Position identification records
<<<<

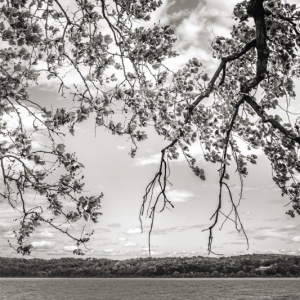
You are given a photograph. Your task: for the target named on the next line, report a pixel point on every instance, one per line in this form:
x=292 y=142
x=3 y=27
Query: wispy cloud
x=130 y=244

>>>>

Please update the rows above by replacing "photograph" with "image" and keeping everything else the same. Leave out the pictures when you write the rows again.

### EXERCISE RESULT
You are given a image. Your task: for the target named on the next line, report a pixel point on every instance, one per line in this form:
x=292 y=142
x=3 y=27
Query: wispy cloud
x=130 y=244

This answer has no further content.